[Point-per-instance localization data]
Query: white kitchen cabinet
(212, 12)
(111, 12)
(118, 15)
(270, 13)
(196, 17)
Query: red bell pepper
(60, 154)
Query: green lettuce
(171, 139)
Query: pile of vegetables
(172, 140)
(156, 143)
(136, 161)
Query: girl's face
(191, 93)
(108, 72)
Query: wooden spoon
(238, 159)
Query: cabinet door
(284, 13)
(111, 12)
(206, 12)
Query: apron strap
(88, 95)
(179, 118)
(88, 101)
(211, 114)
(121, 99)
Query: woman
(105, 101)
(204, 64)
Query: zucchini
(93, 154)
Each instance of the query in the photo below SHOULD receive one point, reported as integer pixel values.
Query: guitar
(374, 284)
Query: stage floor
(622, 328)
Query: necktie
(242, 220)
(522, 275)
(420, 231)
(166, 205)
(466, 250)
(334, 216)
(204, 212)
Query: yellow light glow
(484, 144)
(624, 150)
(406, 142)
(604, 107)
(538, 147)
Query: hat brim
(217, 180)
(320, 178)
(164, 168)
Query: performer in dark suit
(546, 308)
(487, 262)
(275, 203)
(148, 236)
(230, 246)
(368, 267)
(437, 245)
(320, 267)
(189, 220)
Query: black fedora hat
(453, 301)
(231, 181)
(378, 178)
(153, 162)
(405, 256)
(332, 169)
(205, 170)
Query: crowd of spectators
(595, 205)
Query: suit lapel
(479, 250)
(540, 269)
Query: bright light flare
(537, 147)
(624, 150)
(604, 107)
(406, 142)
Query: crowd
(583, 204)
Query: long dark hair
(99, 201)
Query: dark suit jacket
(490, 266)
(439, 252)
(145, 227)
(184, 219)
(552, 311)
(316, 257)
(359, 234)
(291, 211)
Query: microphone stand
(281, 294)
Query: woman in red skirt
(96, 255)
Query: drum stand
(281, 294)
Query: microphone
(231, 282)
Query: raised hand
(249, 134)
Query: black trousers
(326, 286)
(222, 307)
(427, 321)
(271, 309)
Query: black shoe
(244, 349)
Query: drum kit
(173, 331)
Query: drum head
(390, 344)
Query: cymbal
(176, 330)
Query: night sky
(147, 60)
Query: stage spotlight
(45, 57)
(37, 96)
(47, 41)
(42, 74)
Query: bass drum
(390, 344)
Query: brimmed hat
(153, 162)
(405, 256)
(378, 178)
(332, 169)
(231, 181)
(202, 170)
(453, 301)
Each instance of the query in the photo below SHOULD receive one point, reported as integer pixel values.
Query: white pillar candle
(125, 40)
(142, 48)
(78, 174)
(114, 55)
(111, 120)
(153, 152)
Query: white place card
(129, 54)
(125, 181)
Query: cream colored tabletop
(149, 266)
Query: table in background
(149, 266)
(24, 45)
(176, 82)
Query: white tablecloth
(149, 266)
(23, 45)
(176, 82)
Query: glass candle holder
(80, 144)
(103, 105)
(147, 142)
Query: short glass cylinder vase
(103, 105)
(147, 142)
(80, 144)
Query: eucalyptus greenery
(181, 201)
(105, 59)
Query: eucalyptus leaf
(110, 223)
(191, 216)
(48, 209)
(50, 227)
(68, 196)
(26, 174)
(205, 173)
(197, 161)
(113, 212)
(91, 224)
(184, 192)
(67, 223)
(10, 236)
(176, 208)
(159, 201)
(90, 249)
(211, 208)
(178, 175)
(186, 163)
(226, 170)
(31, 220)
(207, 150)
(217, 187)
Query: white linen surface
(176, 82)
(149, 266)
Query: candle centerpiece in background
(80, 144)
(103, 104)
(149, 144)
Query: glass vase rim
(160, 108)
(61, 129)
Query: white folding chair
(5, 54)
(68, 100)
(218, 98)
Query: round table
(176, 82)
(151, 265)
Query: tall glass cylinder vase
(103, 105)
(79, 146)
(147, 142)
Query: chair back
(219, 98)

## WORK TO BE COMPLETED
The full set of records above is to be printed exactly as it appears.

## OUTPUT
Query: white kitchen cabinet
(212, 12)
(111, 12)
(118, 15)
(270, 13)
(196, 17)
Query: red bell pepper
(60, 154)
Query: green lettuce
(171, 139)
Query: pile of vegetables
(172, 140)
(156, 143)
(136, 161)
Query: girl's face
(191, 93)
(108, 72)
Query: wooden spoon
(238, 159)
Query: cabinet door
(284, 13)
(111, 12)
(206, 12)
Query: apron strap
(88, 95)
(179, 118)
(88, 101)
(211, 114)
(121, 99)
Query: woman
(105, 101)
(204, 64)
Query: zucchini
(93, 154)
Each instance of the query in the photo below SHOULD receive one point, reported as integer pixel values.
Query: guitar
(374, 284)
Query: stage floor
(622, 328)
Query: necktie
(242, 220)
(522, 275)
(420, 231)
(166, 205)
(466, 250)
(334, 216)
(204, 212)
Query: yellow light glow
(484, 144)
(624, 150)
(406, 142)
(604, 107)
(538, 147)
Query: hat brim
(217, 180)
(320, 178)
(164, 168)
Query: performer in dark suit
(546, 308)
(487, 262)
(275, 203)
(148, 236)
(230, 246)
(368, 267)
(437, 245)
(320, 267)
(189, 220)
Query: black fedora hat
(453, 301)
(231, 181)
(378, 178)
(153, 162)
(405, 256)
(332, 169)
(205, 170)
Query: crowd of spectators
(595, 205)
Query: suit lapel
(479, 250)
(540, 269)
Query: bright light flare
(537, 147)
(624, 150)
(604, 107)
(406, 142)
Query: crowd
(583, 204)
Query: long dark hair
(99, 201)
Query: dark suit jacket
(490, 266)
(439, 252)
(145, 227)
(184, 219)
(552, 311)
(316, 257)
(359, 234)
(291, 211)
Query: microphone stand
(281, 294)
Query: woman in red skirt
(96, 255)
Query: drum stand
(281, 294)
Query: microphone
(231, 282)
Query: raised hand
(249, 134)
Query: black trousers
(326, 286)
(222, 307)
(427, 321)
(271, 309)
Query: black shoe
(244, 349)
Query: drum kit
(173, 331)
Query: drum head
(390, 344)
Query: cymbal
(176, 330)
Query: night sky
(147, 60)
Query: stage spotlight
(45, 57)
(37, 96)
(47, 41)
(42, 74)
Query: bass drum
(390, 344)
Query: brimmed hat
(153, 162)
(405, 256)
(378, 178)
(332, 169)
(231, 181)
(202, 170)
(453, 301)
Each instance of the query in the photo below SHOULD receive one point, reported as integer pixel values.
Query: white pillar candle
(125, 40)
(142, 48)
(78, 174)
(114, 55)
(111, 120)
(153, 152)
Query: white place card
(129, 54)
(125, 181)
Query: cream colored tabletop
(149, 266)
Query: table in background
(149, 266)
(24, 45)
(176, 82)
Query: white tablecloth
(149, 266)
(23, 45)
(176, 82)
Query: glass candle holder
(80, 144)
(103, 105)
(147, 142)
Query: short glass cylinder vase
(103, 105)
(147, 142)
(80, 144)
Query: eucalyptus greenery
(181, 201)
(105, 59)
Query: eucalyptus leaf
(110, 223)
(191, 216)
(48, 209)
(50, 227)
(68, 196)
(26, 174)
(205, 173)
(197, 161)
(113, 212)
(91, 224)
(184, 192)
(67, 223)
(10, 236)
(176, 208)
(159, 201)
(90, 249)
(211, 208)
(178, 175)
(186, 163)
(226, 170)
(31, 220)
(207, 150)
(217, 187)
Query: white linen surface
(176, 82)
(149, 266)
Query: candle centerpiece in background
(80, 144)
(103, 104)
(149, 144)
Query: glass vase rim
(160, 108)
(61, 129)
Query: white folding chair
(5, 54)
(68, 100)
(218, 98)
Query: round table
(176, 82)
(151, 265)
Query: tall glass cylinder vase
(103, 105)
(79, 146)
(147, 142)
Query: chair back
(219, 98)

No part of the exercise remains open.